GOAL: Arrange all of the entries below as a Markdown table with two columns, Row and Line, giving each nonblank line its own numbered row and skipping blank lines. Leave the pictures out of the table.

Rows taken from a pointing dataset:

========================================

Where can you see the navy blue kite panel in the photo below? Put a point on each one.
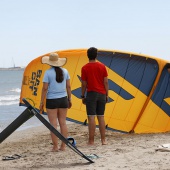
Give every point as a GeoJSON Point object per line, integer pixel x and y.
{"type": "Point", "coordinates": [137, 70]}
{"type": "Point", "coordinates": [162, 92]}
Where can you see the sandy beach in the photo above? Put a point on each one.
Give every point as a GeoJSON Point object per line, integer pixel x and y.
{"type": "Point", "coordinates": [123, 151]}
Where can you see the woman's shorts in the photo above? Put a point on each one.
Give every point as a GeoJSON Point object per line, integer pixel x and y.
{"type": "Point", "coordinates": [57, 103]}
{"type": "Point", "coordinates": [95, 103]}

========================================

ANSWER IN FULL:
| Row | Line |
|---|---|
| 1 | Where can you see the navy blue kite panel in the photo below? Put a point on each one. |
| 2 | Give every point as a GeoJSON Point object per line, integer pixel x and y. |
| 3 | {"type": "Point", "coordinates": [137, 70]} |
| 4 | {"type": "Point", "coordinates": [162, 92]} |
| 5 | Where can you see the sandy beach in the photo above? Put a point on each one. |
| 6 | Give every point as a GeoJSON Point object per line, integer pixel x and y. |
| 7 | {"type": "Point", "coordinates": [123, 151]} |
| 8 | Where can you see the woman's shorts in the photo above? Put a point on each one. |
| 9 | Give every point as a GeoJSON Point object per line, integer pixel x and y. |
| 10 | {"type": "Point", "coordinates": [57, 103]} |
| 11 | {"type": "Point", "coordinates": [95, 103]} |